Text for analysis:
By Roberto Loiederman
April, 1968 – At sea, approaching San Francisco Bay
We’d been at sea for more than three weeks and I had a bad case of channel fever. I hadn’t seen a woman in weeks and was hungry to touch and be touched: to be held in a woman’s arms—to feel that I was safely home after a long time at sea.
What would my first night back be like? A party, welcoming me home after a seven-month absence? Drugs, sex, and loud thumping rhythms, all rolled up in an orgiastic package?
What actually happened… well, I could never have imagined it, not in a million years.
Eight months earlier – San Francisco
In September, 1967, I rented a roomy apartment together with three couples, close friends, who staked out the three bedrooms, leaving me with a small, perfect room with enough space for a floor mattress and the clothing I’d need for ship-work. The flat was on Potrero Hill, on Arkansas Street, across from a pocket park where I’d sit, looking down at the harbor.
After a month, I went to the SIU hall on Fifth and Harrison and caught a job as an ordinary seaman on the SS Del Alba. The night before I joined the ship, I took acid and climbed into a mesh hammock we had strung up in the living room. My apartment mates—Les, Choo-Choo, Paul, Cheryl, Greg, Nancy—gently tucked the wide meshes of the hammock around me so it felt as if I were wrapped in a cocoon. They called other friends who came to say farewell and bon voyage. They took turns poking me through the holes in the mesh, feeding me, tickling me, and I laughed nonstop for hours.

Study questions:
1. Reproduce word for word the passage of the seafaring memoir that begins with the words containing "By Roberto Loiederman" and ends with "time at sea.".
2. Write the next part of the seafaring memoir, continuing from its final sentence.

Dataset entries:

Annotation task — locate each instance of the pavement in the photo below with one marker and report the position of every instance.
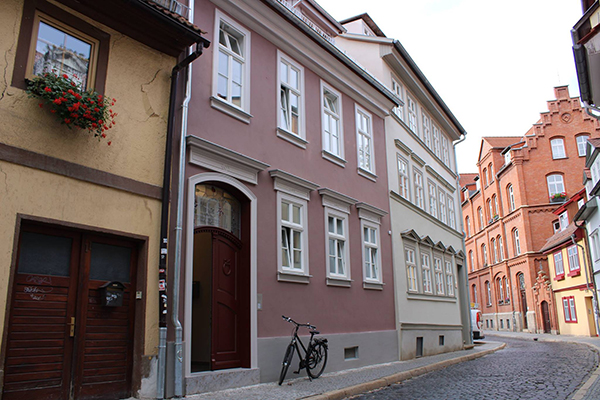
(342, 384)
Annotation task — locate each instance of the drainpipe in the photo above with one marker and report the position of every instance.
(162, 278)
(587, 278)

Task-by-task results:
1.
By Roberto Loiederman
April, 1968 – At sea, approaching San Francisco Bay
We’d been at sea for more than three weeks and I had a bad case of channel fever. I hadn’t seen a woman in weeks and was hungry to touch and be touched: to be held in a woman’s arms—to feel that I was safely home after a long time at sea.

2.
The only negative note of my send-off night was Frank, strange Frank, dressed as always in a dirty suit, carrying a scuffed briefcase filled to the brim with his writings and notes. Frank pleaded with me not to leave, to stay in San Francisco. Of course I ignored his pleas. I was unfettered, unattached, and I despised the idea of anyone clinging to me.
Since my share of the rent was $20 per month, I left my friends $100 to make sure my room would still be available when I got back, whenever that would be. The next day, early, sea-bag over my shoulder, I went to the union hall and a van took me to Alameda. From the dock, the Del Alba looked tidy and dignified. Fully loaded with ammo, it sat low in the water.
But once I went up the gangway and walked on deck, I saw the vessel for what it really was: a World War II rustbucket taken out of mothballs so it could service the Vietnam War. Its cables were full of rusty fish-hooks and would need to be heavily greased with industrial-strength slush to make the lines run smoothly around the winch drums and capstans; its deep layers of rust—on deck, hull, and superstructure—would have to be constantly scraped, then covered with endless coats of fresh paint, like an old whore piling on the rouge to hide her age.
The crew was the usual gallery of misfits and malcontents. There was a gay 300-pound fireman everyone called Sweet-pea. He was relieved by another 300-pound fireman and the scuttlebutt was that when they passed each other in the passageway, their bellies touched. There was a Hopi wiper everyone called Chief—he laughed it off in a self-deprecating manner. And there was Campbell, a 50-year-old ordinary, a redneck from Mobile who wore Coke-bottle glasses and had never gotten his AB ticket because he was scared to go aloft. His eyes hooded, he muttered darkly about plots against him carried out by “heathens.” There was Big Red, the crew messman, a chunky redheaded black man who swaggered and took no shit from the crackers on board, especially Campbell.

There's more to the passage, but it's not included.